● **Task requirements**: Return each line of the records below that contains the string "positive", copying the lines in their original order.

● **Dataset records**:
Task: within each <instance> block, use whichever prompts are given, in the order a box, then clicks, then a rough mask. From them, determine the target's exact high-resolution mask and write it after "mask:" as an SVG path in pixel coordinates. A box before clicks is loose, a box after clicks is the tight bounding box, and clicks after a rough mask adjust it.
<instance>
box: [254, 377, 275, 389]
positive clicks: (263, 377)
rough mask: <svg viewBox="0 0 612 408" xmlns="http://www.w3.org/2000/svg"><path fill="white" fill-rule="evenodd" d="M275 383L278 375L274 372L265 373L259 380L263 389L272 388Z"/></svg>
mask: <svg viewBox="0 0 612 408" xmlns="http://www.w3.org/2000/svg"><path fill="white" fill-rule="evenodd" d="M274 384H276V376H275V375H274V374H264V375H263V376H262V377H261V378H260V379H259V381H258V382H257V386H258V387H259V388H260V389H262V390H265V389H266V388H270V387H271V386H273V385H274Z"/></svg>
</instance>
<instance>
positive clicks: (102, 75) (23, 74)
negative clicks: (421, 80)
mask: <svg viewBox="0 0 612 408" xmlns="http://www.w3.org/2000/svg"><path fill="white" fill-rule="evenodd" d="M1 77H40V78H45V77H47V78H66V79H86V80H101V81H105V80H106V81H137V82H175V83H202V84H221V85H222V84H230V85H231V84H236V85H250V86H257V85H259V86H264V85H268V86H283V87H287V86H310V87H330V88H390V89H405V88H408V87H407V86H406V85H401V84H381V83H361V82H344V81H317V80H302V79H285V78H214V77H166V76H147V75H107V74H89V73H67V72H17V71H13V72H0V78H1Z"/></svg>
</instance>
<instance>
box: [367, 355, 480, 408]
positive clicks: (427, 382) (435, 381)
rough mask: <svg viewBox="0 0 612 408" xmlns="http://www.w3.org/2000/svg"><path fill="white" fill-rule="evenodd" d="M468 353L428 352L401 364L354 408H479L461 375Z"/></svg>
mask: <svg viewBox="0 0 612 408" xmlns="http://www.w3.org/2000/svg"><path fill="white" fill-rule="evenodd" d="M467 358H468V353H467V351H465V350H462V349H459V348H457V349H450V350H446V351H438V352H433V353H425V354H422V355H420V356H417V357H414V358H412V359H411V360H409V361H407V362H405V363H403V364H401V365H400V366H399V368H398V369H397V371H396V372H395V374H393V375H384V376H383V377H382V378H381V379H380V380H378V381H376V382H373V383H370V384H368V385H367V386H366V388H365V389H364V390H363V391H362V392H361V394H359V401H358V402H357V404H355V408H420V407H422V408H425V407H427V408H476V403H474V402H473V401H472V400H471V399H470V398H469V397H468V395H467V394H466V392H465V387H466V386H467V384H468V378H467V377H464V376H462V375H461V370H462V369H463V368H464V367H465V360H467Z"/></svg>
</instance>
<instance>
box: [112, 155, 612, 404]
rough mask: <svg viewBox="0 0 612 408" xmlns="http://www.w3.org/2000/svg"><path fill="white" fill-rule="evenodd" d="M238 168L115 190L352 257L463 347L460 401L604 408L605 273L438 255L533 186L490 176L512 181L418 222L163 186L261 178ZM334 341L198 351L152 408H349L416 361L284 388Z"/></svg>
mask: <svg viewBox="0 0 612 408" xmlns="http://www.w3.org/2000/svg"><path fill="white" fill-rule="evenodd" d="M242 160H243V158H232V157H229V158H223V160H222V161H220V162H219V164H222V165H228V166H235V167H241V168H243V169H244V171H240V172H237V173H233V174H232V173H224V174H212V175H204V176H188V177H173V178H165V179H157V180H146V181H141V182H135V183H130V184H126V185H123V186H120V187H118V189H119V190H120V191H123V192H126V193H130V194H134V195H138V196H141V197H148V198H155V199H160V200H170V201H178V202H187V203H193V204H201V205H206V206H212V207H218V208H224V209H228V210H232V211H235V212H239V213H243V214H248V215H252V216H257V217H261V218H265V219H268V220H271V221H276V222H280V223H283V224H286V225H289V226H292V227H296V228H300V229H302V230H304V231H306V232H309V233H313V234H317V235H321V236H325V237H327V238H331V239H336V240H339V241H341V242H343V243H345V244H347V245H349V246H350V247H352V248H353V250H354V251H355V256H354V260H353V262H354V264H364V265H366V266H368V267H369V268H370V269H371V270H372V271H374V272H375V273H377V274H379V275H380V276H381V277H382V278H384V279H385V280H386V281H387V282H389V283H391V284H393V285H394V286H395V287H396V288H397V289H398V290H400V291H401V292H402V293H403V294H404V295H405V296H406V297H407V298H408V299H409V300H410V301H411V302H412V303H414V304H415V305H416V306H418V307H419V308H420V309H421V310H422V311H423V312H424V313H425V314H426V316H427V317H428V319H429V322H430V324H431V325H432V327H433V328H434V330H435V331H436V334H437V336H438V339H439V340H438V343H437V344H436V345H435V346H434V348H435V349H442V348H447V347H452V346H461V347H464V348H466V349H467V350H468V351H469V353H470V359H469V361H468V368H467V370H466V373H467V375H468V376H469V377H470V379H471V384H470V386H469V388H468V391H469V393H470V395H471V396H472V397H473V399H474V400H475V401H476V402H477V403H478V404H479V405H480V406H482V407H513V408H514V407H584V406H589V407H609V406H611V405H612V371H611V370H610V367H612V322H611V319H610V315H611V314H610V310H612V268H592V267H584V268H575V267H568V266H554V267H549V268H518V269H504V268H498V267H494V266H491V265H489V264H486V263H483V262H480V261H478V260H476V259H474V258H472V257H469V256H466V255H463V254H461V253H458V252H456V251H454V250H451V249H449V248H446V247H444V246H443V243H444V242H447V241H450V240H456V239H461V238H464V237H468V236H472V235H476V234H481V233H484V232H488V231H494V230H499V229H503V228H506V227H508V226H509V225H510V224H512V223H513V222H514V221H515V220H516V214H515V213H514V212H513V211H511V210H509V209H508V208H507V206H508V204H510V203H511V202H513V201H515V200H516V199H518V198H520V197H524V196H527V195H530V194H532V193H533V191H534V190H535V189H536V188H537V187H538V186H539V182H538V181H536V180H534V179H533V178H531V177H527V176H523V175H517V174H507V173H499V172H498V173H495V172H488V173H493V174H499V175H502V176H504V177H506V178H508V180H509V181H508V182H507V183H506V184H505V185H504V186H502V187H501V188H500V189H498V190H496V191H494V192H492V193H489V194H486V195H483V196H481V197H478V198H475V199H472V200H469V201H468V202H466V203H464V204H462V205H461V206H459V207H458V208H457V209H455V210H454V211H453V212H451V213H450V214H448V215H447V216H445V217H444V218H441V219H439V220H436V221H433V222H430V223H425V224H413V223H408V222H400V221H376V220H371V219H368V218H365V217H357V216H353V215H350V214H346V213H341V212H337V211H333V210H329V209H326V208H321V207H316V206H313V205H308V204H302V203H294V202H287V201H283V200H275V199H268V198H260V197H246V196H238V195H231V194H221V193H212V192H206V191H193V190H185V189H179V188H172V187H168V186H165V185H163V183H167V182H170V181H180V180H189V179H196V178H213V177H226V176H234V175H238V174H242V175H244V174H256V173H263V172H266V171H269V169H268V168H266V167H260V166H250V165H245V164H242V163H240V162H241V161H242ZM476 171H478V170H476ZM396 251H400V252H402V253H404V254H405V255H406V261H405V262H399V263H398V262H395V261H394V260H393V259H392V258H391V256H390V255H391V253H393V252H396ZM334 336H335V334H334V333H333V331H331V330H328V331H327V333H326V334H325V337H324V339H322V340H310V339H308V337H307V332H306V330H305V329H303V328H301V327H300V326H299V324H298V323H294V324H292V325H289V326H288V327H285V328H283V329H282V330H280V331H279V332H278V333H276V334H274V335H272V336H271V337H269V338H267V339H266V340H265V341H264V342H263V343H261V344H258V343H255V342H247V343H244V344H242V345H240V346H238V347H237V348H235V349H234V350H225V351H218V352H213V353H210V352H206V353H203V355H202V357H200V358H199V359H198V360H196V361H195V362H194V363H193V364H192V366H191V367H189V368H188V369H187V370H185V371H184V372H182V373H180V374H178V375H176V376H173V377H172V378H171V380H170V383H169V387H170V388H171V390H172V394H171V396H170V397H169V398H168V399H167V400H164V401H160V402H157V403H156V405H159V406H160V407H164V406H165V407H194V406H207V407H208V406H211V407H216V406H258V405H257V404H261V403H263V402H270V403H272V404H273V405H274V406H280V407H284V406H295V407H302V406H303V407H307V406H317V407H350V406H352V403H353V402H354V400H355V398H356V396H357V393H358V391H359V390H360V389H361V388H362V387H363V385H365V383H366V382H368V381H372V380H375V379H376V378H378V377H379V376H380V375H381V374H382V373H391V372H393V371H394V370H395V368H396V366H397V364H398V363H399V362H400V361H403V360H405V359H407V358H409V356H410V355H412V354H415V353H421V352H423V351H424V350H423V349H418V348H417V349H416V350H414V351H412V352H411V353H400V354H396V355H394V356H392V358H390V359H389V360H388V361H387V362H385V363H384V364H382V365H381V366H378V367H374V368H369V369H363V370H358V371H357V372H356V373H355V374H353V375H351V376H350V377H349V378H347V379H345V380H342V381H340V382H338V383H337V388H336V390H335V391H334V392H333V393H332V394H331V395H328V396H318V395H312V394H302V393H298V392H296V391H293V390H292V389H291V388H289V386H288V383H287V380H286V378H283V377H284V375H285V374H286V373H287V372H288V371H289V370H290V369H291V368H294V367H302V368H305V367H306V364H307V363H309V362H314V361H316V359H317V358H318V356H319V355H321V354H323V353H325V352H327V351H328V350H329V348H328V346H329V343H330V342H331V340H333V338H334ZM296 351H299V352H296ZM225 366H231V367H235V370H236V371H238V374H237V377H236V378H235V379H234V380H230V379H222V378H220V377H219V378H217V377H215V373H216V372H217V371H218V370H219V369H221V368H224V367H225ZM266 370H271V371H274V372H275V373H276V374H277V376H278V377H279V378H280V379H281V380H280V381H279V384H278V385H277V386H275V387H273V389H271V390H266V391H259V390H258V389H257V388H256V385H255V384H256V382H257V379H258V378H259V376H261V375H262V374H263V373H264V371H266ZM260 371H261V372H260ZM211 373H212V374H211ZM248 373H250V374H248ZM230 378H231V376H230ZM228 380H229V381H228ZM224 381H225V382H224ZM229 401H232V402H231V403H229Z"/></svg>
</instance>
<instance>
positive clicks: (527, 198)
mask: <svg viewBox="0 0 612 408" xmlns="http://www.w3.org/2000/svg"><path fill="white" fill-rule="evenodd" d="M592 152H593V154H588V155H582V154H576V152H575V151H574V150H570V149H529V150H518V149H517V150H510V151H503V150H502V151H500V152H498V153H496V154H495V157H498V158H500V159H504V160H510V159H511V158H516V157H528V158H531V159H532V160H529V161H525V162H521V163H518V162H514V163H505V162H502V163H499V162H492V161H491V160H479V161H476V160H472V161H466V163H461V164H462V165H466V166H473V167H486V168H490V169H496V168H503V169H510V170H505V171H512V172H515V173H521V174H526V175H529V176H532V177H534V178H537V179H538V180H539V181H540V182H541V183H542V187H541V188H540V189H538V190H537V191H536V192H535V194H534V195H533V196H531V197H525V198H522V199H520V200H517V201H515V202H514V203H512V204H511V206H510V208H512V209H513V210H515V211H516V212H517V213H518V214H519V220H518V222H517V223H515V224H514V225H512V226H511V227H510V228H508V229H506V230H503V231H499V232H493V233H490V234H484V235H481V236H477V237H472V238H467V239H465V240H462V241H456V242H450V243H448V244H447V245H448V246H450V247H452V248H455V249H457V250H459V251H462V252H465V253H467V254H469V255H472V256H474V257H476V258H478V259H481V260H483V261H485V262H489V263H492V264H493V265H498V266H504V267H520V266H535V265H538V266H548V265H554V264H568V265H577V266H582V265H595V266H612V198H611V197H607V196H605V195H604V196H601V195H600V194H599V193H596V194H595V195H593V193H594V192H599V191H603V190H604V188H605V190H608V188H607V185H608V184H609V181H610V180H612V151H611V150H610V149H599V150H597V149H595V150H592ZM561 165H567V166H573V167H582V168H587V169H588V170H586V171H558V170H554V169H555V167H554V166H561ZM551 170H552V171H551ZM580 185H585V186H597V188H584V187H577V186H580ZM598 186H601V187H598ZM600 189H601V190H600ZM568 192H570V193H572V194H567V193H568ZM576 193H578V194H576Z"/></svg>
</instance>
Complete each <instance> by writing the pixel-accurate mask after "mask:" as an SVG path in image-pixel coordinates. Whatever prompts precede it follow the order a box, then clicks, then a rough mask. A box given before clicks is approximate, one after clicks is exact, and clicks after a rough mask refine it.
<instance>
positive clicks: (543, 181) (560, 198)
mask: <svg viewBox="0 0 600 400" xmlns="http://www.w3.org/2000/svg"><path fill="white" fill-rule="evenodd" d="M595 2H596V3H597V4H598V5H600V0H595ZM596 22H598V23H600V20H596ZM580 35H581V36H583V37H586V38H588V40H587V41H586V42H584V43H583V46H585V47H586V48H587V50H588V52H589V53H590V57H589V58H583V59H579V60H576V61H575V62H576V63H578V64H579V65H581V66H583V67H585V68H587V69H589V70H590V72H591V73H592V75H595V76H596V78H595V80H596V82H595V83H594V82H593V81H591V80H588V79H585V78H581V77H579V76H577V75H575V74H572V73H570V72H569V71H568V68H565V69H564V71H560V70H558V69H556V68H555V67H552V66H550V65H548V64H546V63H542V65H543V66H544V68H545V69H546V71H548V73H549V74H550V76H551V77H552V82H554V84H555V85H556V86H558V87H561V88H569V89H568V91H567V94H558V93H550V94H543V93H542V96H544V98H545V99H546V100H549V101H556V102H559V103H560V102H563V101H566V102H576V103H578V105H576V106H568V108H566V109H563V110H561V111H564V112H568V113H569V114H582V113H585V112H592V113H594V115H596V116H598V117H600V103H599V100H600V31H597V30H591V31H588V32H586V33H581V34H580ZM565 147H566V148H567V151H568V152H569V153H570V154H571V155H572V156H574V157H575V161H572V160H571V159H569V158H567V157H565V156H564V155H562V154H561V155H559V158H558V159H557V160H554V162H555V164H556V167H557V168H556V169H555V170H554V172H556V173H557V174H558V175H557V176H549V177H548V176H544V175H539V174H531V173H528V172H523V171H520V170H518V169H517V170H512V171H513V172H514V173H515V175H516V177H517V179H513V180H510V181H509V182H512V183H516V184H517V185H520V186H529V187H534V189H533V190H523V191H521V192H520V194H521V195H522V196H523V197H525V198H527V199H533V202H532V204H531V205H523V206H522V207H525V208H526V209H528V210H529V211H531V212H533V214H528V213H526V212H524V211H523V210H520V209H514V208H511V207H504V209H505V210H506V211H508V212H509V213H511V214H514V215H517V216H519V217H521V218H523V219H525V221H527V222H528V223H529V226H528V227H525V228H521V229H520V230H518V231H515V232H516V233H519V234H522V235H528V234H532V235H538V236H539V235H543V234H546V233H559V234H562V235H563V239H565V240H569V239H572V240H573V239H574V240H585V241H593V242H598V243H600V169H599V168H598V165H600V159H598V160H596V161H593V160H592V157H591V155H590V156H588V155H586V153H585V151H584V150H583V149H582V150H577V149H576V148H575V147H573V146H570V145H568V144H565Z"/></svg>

● **Task result**:
positive clicks: (263, 377)
positive clicks: (102, 75) (23, 74)
positive clicks: (427, 382) (435, 381)
positive clicks: (527, 198)
positive clicks: (543, 181) (560, 198)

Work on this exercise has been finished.